Please write out all of the material below word for word, leaving out the pictures.
Start of Information given
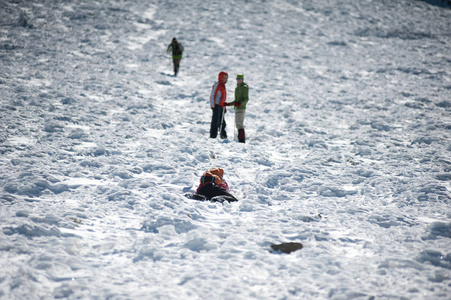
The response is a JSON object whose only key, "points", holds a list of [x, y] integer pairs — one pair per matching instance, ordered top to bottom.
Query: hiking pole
{"points": [[222, 121], [235, 126]]}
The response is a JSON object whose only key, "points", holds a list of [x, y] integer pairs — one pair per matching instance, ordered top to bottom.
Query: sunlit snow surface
{"points": [[348, 150]]}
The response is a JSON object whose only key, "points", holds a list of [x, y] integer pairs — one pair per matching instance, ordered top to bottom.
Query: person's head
{"points": [[223, 76], [239, 78]]}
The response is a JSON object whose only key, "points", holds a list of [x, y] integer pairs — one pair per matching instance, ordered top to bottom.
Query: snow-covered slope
{"points": [[348, 150]]}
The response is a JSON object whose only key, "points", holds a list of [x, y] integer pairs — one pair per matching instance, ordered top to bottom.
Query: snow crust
{"points": [[348, 150]]}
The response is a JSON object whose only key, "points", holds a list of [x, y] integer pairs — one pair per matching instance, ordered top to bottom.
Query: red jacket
{"points": [[218, 89]]}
End of Information given
◆ Output of the task:
The response is a JSON object whose only key, "points", holds a list of [x, y] integer pairs — one pair per matching instance, ordered top to bottom.
Query: hiking pole
{"points": [[222, 121], [235, 126]]}
The response is a JSON object whose only key, "points", holds a list of [x, y] integer pairs — one pair per matching instance, ordered top to bottom.
Query: sunlit snow surface
{"points": [[348, 150]]}
The response is a JSON object whose only key, "points", holds a list of [x, y] integer pairs — one pair per matching instance, ordered top to bottom.
Query: person's head
{"points": [[223, 76], [239, 78]]}
The response is a JSON object whose only key, "points", holds a list of [x, y] integer pairs — one pair per matching instance, ordered top to bottom.
Query: snow-covered slope
{"points": [[348, 150]]}
The response is a JSON object whose only key, "points", holds a list of [x, y] integer pairs — one pair per matching instance, ordered top to bottom.
Query: snow crust
{"points": [[348, 150]]}
The response is a JSON object whose only key, "points", holds a list of [x, y] integer pairs — one pair per matching instance, ordered top to bottom.
Query: red jacket
{"points": [[218, 89]]}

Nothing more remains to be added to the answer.